(Dataset entries)
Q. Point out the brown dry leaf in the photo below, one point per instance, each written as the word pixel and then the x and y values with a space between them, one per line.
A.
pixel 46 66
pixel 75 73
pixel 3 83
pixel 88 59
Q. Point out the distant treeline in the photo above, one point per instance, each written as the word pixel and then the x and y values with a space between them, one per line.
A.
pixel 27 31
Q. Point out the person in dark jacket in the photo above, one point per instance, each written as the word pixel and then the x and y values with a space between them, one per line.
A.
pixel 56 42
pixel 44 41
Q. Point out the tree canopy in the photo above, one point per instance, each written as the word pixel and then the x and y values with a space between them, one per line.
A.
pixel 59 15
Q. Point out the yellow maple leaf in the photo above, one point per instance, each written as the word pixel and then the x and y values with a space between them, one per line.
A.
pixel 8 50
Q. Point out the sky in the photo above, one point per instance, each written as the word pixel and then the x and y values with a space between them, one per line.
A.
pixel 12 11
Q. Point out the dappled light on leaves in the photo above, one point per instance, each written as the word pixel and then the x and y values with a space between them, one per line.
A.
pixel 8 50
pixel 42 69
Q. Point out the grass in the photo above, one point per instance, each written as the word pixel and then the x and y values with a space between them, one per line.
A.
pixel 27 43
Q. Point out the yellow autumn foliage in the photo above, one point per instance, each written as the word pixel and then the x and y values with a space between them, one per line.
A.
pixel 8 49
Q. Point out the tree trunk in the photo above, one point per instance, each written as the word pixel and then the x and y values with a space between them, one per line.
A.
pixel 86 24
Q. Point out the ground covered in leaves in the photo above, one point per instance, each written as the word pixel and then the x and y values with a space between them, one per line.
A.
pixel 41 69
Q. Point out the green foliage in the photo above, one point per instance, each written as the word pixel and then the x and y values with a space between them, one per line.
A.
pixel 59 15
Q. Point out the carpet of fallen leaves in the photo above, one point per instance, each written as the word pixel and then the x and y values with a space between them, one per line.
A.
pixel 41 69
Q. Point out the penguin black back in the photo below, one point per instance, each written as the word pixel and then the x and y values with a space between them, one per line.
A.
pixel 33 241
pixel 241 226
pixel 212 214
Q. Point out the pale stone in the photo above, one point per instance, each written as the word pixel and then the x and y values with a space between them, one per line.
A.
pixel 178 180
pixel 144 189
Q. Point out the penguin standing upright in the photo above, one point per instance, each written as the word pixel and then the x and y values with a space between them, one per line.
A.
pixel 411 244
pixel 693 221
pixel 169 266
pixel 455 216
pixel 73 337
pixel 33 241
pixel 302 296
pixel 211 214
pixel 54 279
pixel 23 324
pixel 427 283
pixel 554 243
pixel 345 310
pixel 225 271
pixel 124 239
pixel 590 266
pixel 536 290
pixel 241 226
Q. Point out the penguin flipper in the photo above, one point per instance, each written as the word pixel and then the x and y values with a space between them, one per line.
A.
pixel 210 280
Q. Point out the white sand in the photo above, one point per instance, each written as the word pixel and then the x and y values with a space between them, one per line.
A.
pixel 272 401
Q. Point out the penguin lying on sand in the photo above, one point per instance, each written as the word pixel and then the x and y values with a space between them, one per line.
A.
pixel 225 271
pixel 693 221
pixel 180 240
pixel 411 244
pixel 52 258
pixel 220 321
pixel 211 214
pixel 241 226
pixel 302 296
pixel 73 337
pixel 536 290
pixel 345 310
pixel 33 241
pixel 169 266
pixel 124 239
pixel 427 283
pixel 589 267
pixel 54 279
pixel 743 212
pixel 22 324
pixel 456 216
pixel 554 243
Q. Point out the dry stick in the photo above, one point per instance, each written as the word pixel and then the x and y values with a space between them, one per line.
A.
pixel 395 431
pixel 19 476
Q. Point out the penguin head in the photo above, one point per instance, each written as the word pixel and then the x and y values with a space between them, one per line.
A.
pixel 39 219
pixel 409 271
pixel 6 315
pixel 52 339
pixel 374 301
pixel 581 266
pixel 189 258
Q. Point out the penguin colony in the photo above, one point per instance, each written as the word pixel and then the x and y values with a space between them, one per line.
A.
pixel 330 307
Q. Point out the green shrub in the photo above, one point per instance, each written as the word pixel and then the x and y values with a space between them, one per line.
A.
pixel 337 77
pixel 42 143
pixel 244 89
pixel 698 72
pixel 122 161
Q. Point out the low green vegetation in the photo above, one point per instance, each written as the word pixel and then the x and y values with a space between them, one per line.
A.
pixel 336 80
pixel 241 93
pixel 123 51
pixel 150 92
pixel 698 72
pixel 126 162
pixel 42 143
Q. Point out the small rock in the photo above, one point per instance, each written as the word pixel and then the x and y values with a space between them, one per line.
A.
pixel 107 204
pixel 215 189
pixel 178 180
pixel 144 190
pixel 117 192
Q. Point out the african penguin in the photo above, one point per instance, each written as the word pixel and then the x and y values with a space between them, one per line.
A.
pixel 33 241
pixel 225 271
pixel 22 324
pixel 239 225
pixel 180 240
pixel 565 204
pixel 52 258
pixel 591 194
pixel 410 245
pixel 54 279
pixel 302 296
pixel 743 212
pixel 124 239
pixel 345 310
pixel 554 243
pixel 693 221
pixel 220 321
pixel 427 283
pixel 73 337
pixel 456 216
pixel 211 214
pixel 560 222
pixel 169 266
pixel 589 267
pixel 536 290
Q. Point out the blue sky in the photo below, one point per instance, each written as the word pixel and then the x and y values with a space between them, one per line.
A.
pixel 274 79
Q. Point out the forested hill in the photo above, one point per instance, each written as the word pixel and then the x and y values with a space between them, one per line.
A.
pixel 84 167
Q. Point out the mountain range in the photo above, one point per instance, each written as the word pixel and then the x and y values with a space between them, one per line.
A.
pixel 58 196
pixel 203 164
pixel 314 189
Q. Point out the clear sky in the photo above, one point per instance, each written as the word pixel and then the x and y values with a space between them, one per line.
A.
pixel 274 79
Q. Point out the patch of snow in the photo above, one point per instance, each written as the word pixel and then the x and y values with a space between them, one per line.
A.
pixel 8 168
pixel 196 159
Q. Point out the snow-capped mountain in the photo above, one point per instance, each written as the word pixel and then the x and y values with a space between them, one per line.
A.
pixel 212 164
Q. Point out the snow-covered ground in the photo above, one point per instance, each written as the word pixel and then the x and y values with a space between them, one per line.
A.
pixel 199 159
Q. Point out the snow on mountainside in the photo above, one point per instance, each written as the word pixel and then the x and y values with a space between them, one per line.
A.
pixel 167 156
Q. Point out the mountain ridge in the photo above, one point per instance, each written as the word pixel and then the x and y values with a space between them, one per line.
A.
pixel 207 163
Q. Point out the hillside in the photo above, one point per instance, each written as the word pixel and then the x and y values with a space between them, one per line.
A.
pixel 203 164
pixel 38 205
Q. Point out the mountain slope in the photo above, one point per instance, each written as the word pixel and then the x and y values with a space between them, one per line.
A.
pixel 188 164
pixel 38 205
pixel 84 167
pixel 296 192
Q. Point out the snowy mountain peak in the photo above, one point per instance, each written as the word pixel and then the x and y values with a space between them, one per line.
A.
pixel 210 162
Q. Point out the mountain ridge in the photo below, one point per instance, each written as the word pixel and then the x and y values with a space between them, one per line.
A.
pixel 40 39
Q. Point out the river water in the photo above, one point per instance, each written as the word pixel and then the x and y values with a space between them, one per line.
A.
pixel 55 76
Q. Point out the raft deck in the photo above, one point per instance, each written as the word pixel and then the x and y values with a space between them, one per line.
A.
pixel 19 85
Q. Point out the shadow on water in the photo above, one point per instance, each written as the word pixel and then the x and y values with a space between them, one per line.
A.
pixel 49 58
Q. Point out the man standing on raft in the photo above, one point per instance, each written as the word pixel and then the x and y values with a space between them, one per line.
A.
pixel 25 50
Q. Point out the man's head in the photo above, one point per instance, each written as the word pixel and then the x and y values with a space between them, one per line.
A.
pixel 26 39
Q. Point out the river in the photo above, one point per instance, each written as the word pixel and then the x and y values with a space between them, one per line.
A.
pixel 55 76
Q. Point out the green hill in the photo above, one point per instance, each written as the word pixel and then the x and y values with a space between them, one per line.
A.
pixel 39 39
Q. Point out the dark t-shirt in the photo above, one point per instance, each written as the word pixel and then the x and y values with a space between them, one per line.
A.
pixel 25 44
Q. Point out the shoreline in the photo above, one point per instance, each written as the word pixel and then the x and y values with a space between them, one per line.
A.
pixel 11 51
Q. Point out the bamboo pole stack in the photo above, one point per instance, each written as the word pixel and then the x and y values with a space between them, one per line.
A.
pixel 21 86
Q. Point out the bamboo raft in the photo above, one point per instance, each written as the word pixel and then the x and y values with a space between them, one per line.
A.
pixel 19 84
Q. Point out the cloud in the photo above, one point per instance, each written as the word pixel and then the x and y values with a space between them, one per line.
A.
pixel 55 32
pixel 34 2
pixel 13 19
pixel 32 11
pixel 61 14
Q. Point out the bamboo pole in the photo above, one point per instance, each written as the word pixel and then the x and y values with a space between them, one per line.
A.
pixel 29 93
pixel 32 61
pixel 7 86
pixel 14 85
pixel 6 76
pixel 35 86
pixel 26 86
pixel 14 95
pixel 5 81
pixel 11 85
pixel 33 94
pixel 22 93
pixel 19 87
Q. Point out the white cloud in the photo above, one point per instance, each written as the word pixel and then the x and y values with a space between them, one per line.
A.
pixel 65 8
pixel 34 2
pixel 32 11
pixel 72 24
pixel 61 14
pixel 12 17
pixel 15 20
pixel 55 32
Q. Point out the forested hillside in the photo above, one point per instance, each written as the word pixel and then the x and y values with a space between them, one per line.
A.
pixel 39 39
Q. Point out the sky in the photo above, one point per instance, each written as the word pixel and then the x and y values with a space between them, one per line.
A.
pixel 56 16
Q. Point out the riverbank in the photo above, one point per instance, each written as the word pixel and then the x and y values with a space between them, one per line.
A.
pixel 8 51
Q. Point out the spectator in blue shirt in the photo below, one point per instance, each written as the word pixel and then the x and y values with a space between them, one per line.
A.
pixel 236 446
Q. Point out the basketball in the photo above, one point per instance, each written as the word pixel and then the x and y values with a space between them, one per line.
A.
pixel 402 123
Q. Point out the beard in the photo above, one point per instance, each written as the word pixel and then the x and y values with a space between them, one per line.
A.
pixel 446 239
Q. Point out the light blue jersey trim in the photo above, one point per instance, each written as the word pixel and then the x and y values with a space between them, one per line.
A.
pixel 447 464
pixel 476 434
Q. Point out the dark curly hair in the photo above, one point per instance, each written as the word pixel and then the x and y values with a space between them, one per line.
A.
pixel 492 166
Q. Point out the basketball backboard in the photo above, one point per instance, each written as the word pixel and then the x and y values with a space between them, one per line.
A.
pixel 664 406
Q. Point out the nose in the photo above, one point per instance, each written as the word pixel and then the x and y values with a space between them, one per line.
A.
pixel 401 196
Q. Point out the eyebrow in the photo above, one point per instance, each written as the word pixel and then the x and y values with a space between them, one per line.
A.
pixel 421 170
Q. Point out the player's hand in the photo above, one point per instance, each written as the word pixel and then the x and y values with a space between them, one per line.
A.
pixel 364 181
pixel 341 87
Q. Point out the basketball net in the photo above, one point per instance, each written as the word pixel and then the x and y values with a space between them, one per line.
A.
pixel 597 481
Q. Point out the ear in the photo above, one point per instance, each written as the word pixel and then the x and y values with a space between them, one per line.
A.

Brief: Repeat only the stretch of lines that opens with the line containing "Q. Point out the riverbank" and closes with the final line of the entries, both included, exactly as written.

Problem solution:
Q. Point out the riverbank in the photo above, one point per instance, each written as the word pixel and then the x and y values with a space between them, one per line.
A.
pixel 8 51
Q. Point out the spectator in blue shirt in the photo below, one point per instance, each written as the word pixel and then the x and y values with a space between them, one per line.
A.
pixel 236 446
Q. Point out the basketball in the photo above, one point per instance, each written as the word pixel and then the x and y values with a space between them, one per line.
A.
pixel 402 123
Q. Point out the beard in the photo above, one point per instance, each written as the word pixel and then the x and y values with a space between them, one per line.
A.
pixel 446 239
Q. Point out the light blue jersey trim in the photo above, one point per instance, each written as the word pixel and then the x and y values with a space between them, one per line.
A.
pixel 447 464
pixel 476 434
Q. Point out the dark curly hair in the photo above, one point per instance, each written as the word pixel and then the x and y values with a space between them, one per line.
A.
pixel 492 166
Q. Point out the basketball backboard in the photo above, one point per instance, each written as the word pixel and then the x and y values with a space between them, one per line.
A.
pixel 664 406
Q. Point out the nose in the photo above, one point per instance, each written as the word pixel and then the x and y values with a space between them, one per line.
A.
pixel 401 196
Q. Point out the eyebrow in the photo above, one point per instance, each written as the word pixel and then the x and y values with a space between them, one per line.
A.
pixel 421 170
Q. Point out the player's hand in the photo above, one point per instance, each written as the word pixel and then the x and y values with a space between them, one per line.
A.
pixel 364 181
pixel 341 87
Q. Point out the basketball net in the photo above, one point per instance, each written as the word pixel and then the x and y values with a space between them, one per line.
A.
pixel 597 481
Q. Point out the ear in the photo above, one point per instance, each written as the word pixel and then the x and y values with a space between them, one per line.
A.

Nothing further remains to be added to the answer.